• _Cosa fare_:
1 – Riporta il brano sui ranking universitari da "E’ interessante conoscere" a "(vedi figura 82).", cambiando "Messina" in "Palermo".
2 – Secondo il brano sui ranking universitari, a quante università è limitato il ranking nei singoli ambiti scientifici?

• _Brano da leggere_:
L’Italia che affonda

4.23 - I ranking delle università italiane nelle diverse discipline


E’ interessante conoscere le posizioni occupate dalle università italiane nei singoli ambiti scientifici. In questo caso alcune università migliorano la propria posizione ed altre la peggiorino rispetto all’indice generale. Bisogna considerare che in questo caso il ranking è limitato alle prime 300 università, così alcune di esse scompaiono, mentre ci sono delle new entry, come l’Università della Tuscia, Brescia, i politecnici di Milano e Torino, Trento, Trieste, Messina, Salerno, l’Aquila e l’Università della Calabria (vedi figura 82).
Vi sono casi in cui le università italiane si collocano nell’ambito dell’eccellenza (tra le prime 50) e non hanno nulla da invidiare alle più prestigiose università del mondo.

• _Voci di puntamento su oggetti etichettati_:
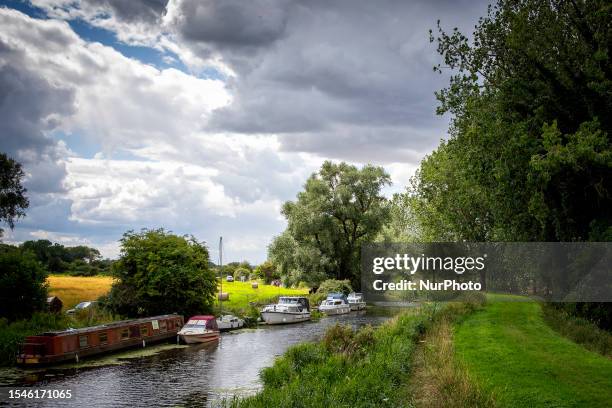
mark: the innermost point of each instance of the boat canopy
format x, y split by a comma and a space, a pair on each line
336, 296
210, 322
294, 300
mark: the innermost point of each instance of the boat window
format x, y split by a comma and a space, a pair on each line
134, 331
83, 341
125, 334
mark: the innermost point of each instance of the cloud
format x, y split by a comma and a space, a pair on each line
304, 81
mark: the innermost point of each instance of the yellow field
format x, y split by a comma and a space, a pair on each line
74, 289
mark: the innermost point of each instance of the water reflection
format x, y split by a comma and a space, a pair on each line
190, 376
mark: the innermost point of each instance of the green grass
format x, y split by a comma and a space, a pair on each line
514, 355
367, 368
363, 369
241, 294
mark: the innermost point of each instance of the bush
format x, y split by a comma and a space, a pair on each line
23, 290
159, 273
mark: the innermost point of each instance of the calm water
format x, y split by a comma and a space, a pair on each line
192, 376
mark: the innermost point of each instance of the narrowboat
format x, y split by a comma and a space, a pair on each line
200, 329
75, 344
289, 309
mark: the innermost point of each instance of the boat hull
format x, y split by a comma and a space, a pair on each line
331, 311
284, 317
86, 353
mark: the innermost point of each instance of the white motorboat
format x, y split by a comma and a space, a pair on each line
289, 309
334, 306
229, 322
200, 329
356, 301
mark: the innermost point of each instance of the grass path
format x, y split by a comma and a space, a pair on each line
512, 354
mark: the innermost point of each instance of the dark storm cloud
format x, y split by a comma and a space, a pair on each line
29, 106
133, 10
232, 23
345, 79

• _Risposte all'esercizio_:
1 –
E’ interessante conoscere le posizioni occupate dalle università italiane nei singoli ambiti scientifici. In questo caso alcune università migliorano la propria posizione ed altre la peggiorino rispetto all’indice generale. Bisogna considerare che in questo caso il ranking è limitato alle prime 300 università, così alcune di esse scompaiono, mentre ci sono delle new entry, come l’Università della Tuscia, Brescia, i politecnici di Milano e Torino, Trento, Trieste, Palermo, Salerno, l’Aquila e l’Università della Calabria (vedi figura 82).

2 – Alle prime 300 università.